**EXERCISE BRIEF:** Scan the records for the string "below"; copy each line where it occurs.

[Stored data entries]
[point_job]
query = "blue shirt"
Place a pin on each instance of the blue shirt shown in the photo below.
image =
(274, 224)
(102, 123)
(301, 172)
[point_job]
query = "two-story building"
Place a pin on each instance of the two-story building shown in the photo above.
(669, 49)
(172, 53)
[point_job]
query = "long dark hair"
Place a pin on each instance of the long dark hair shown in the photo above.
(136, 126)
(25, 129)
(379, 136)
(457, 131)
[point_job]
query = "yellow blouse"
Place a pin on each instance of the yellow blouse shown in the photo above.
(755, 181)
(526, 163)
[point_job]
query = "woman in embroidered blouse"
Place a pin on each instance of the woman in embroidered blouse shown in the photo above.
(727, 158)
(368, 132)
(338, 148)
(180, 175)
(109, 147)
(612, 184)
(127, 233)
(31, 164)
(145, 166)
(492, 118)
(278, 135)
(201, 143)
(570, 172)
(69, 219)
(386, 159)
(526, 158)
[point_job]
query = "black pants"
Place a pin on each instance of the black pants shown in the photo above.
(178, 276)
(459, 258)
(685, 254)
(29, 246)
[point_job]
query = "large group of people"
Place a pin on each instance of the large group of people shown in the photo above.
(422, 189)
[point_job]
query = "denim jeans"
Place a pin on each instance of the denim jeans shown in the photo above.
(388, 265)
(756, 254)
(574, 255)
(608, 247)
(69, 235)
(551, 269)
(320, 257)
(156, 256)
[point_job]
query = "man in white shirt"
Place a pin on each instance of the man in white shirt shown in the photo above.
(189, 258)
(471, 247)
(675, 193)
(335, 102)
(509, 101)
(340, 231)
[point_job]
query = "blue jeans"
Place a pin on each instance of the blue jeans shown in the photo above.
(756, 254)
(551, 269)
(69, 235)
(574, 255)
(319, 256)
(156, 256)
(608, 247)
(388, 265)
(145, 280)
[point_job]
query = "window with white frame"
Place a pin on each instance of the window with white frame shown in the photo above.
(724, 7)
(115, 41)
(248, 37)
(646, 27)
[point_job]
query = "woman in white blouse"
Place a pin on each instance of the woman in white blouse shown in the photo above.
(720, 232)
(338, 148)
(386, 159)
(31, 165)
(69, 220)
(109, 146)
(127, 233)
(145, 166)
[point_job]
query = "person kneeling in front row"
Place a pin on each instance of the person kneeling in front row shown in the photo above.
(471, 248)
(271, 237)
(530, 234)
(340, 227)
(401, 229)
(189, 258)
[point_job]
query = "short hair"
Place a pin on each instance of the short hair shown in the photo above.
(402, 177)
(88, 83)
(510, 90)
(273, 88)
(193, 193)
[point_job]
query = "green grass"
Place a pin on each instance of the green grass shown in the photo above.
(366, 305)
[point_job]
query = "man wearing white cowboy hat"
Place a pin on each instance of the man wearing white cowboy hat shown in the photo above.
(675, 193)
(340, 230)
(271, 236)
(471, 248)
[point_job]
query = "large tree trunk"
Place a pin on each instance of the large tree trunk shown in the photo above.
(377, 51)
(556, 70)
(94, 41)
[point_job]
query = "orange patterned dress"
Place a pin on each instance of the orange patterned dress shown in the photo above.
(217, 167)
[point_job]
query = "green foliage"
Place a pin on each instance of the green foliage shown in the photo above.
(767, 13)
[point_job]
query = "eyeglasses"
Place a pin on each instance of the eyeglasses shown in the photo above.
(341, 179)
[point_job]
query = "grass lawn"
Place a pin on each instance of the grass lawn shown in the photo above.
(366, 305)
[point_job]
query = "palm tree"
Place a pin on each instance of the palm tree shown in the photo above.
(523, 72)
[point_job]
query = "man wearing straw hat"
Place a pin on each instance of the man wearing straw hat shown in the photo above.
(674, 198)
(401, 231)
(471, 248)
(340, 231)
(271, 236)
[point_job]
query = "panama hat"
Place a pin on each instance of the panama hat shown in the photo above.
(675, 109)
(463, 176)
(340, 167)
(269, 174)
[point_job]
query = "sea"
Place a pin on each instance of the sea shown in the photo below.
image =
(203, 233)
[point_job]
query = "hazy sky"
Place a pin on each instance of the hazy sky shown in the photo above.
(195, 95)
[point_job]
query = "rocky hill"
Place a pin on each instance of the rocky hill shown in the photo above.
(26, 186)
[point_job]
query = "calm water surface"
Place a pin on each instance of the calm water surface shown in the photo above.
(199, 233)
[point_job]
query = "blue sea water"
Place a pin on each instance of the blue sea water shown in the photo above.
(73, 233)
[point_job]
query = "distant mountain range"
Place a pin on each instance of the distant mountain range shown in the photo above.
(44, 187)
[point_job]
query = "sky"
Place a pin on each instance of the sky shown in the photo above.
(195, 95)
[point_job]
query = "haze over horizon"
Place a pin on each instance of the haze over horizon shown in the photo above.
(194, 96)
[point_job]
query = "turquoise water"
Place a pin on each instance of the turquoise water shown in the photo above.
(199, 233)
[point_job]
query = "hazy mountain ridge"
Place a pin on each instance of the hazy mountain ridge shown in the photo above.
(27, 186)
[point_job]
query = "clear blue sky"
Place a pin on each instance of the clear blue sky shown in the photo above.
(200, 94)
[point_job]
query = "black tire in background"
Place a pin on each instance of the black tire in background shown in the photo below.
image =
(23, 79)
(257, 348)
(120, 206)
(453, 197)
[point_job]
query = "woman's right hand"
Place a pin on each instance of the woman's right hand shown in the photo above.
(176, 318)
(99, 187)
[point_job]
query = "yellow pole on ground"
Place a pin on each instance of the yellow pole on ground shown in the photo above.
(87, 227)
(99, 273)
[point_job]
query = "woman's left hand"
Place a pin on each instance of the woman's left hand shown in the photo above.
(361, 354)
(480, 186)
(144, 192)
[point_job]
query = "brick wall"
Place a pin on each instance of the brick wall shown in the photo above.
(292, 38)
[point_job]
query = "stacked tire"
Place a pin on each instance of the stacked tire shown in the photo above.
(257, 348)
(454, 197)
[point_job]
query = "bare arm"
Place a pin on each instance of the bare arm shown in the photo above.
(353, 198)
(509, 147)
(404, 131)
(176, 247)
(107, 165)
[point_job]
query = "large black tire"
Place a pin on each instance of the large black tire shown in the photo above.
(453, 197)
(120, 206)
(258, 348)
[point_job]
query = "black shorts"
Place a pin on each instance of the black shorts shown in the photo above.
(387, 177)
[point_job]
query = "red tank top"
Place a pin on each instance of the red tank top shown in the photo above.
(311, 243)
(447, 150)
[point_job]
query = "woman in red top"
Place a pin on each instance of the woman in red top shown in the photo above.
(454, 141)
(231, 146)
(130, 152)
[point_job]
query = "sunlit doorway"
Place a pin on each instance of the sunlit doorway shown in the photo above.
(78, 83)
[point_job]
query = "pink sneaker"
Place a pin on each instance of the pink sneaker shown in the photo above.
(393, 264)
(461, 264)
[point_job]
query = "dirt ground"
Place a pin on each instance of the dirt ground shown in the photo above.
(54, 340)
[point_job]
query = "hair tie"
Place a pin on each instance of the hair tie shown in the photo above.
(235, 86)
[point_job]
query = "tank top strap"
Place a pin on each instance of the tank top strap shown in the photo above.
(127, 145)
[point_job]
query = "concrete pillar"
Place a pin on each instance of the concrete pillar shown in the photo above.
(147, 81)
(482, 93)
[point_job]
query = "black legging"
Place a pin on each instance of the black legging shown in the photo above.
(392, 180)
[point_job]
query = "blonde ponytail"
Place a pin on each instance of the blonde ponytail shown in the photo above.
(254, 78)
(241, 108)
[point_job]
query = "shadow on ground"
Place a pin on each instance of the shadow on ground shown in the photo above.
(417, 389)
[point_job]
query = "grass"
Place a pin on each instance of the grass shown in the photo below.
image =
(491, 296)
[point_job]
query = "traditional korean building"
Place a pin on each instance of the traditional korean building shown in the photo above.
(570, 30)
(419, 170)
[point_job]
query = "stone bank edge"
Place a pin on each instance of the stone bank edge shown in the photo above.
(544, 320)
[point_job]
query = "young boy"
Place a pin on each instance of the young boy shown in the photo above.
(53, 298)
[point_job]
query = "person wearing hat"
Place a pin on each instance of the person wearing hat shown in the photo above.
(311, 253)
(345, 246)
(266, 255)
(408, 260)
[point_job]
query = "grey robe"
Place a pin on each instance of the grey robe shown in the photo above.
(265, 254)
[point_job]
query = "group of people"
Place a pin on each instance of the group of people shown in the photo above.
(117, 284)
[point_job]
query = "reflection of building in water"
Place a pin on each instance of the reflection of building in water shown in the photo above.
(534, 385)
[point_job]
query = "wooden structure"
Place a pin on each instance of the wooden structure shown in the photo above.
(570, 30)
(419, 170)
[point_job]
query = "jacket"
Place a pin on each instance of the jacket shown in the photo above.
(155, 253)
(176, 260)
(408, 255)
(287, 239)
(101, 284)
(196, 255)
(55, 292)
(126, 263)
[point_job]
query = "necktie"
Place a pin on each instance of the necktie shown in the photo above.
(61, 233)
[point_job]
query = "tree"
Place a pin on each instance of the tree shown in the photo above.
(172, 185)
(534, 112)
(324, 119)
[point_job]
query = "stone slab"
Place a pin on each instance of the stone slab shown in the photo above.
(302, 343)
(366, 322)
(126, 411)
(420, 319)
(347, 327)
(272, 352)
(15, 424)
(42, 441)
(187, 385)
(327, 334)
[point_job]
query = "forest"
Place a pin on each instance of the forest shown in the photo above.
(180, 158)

**EXERCISE RESPONSE:**
Place a pin on each instance of the blue shirt shown in the photo below.
Place a pin on each instance of the sea shown in the photo below.
Place a pin on each instance of the black tire in background shown in the photo below.
Place a pin on each instance of the grass shown in the photo below.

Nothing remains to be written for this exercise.